Home | About | Sematext search-lucene.com search-hadoop.com
NEW: Monitor These Apps!
elasticsearch, apache solr, apache hbase, hadoop, redis, casssandra, amazon cloudwatch, mysql, memcached, apache kafka, apache zookeeper, apache storm, ubuntu, centOS, red hat, debian, puppet labs, java, senseiDB
 Search Hadoop and all its subprojects:

Switch to Threaded View
Accumulo >> mail # user >> Intersecting & OR iterators


Copy link to this message
-
Re: Intersecting & OR iterators
Corey,

Sure, your proposed solution should work very well. After finding a
document, if you can construct a Range that encompasses many documents,
it would be trivial to create some code to aggregate many documents
instead of just one.

● CHALLENGE: Reproduce the stretch of the reply on intersecting and OR iterators from "Copy link to" through "of just one.", word for word.

● RECORDED INFORMATION:
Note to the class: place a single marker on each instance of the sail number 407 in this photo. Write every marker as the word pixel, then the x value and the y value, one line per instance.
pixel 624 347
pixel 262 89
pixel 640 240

● TASK OUTPUT:
Copy link to this message
-
Re: Intersecting & OR iterators
Corey,

Sure, your proposed solution should work very well. After finding a
document, if you can construct a Range that encompasses many documents,
it would be trivial to create some code to aggregate many documents
instead of just one.